Extract to read:
═══

News (Media Awareness Project) - US CA: OPED: The Gulag Beat Goes On and On |
Title: | US CA: OPED: The Gulag Beat Goes On and On |
Published On: | 1999-11-11 |
Source: | Los Angeles Times (CA) |
Fetched On: | 2008-09-05 15:56:54 |
THE GULAG BEAT GOES ON AND ON
Criminal justice: Right now, the troubling prison guards' union seems
nearly invincible.
Last Monday, after a poorly prepared prosecution and some curious decisions
by Superior Court Judge Louis Bissig, a Kings County jury found four
Corcoran State Prison guards innocent of charges that they had engineered
the rape of a prisoner, Eddie Dillard, by another inmate notorious for his
sexual predations.
This doesn't close the book on Corcoran. Upcoming in a U.S. district court
in Fresno is the prosecution of eight Corcoran guards on charges partly
arising out of the so-called "gladiator days" first reported by Mark Arax
in The Times, when guards would stage fights between inmates and from time
to time shoot dead one of the antagonists. Those who predicted the recent
acquittal in Kings County express similar reserve about the likelihood that
federal prosecutors will win a guilty verdict, not least because the
accused can argue that they were acting within Corcoran's policy guidelines.
An optimist could argue that though Corcoran's guards have never suffered
the sanction of a guilty verdict, the publicity and investigations have
improved the situation in Corcoran and probably in other prisons, too. The
wave of fatal shootings has subsided.
Pessimists can point to a series of probes sidetracked or deep-sixed by
state agencies, such as the Department of Corrections and the state
attorney general's office in the Dan Lungren era. All this surely
encourages prison guards to conclude that they are beyond sanction.
The guards' union--the California Correctional Peace Officers Assn.--has
come a long way since it won its representation election in 1980, amid the
first surge of the prison building boom. Back then it had 1,600 guards;
today, it has 28,000 guards, a $17-million budget, 17 staff attorneys and
huge political clout. When Greg Strickland, district attorney of Kings
County, prosecuted some Corcoran guards for the infamous "greet the bus"
incident (when new prisoners were beaten), the union put $30,000 behind his
opponent in the next election. Strickland went down.

═══

Dataset:
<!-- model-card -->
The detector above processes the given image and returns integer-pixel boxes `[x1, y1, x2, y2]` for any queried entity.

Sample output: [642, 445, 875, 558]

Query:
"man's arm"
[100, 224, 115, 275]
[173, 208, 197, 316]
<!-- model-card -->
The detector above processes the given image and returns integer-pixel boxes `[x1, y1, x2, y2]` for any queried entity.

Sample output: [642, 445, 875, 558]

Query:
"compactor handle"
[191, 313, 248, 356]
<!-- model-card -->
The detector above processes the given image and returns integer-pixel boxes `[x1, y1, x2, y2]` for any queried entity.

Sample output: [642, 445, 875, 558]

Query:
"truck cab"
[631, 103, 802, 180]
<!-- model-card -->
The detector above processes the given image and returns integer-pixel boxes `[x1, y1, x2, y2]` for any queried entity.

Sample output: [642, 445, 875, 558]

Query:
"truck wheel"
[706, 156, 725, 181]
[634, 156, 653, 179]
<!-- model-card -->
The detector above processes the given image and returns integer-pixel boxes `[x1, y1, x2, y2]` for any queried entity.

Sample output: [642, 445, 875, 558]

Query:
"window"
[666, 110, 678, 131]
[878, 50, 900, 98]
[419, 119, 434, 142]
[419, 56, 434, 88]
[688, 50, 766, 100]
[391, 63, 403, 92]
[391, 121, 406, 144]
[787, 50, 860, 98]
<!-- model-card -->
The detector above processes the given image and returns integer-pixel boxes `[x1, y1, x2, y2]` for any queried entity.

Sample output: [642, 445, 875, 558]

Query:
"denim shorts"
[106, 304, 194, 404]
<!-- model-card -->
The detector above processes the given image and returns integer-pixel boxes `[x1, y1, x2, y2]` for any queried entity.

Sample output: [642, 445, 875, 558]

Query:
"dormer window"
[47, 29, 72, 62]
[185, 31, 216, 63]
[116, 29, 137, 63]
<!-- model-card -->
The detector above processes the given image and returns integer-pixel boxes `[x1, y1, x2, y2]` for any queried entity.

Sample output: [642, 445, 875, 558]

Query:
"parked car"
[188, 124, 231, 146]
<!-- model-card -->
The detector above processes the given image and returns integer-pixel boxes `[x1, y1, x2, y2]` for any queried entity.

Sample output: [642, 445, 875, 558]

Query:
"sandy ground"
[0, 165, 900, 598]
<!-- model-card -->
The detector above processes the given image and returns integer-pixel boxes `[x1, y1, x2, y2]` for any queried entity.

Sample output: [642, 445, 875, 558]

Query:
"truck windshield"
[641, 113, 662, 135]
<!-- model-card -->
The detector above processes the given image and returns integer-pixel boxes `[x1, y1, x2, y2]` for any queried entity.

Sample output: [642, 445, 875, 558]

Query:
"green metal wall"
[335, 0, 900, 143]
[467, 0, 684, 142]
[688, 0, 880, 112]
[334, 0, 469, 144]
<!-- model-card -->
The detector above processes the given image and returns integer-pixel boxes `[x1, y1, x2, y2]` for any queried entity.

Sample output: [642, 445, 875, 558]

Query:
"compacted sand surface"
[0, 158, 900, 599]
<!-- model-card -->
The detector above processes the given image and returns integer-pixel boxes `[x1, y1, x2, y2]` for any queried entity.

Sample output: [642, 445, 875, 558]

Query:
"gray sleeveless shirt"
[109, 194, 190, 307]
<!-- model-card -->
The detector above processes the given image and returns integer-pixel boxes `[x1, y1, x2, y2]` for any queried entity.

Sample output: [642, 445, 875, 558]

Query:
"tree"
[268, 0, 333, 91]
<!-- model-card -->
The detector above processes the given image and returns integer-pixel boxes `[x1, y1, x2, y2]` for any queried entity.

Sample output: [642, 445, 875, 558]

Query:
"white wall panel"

═══

To-do list:
a: In the Corcoran prison op-ed, how many guards did the union have in 1980?
b: Please translate this sentence from the Corcoran prison op-ed into Spanish: "The wave of fatal shootings has subsided."
c: Repeat word for word the part of the Corcoran prison op-ed that opens with the words containing "News (Media Awareness" and closes with "nearly invincible.".

Results for each task:
a: 1,600 guards.

b: La ola de tiroteos mortales ha disminuido.

c:
News (Media Awareness Project) - US CA: OPED: The Gulag Beat Goes On and On |
Title: | US CA: OPED: The Gulag Beat Goes On and On |
Published On: | 1999-11-11 |
Source: | Los Angeles Times (CA) |
Fetched On: | 2008-09-05 15:56:54 |
THE GULAG BEAT GOES ON AND ON
Criminal justice: Right now, the troubling prison guards' union seems
nearly invincible.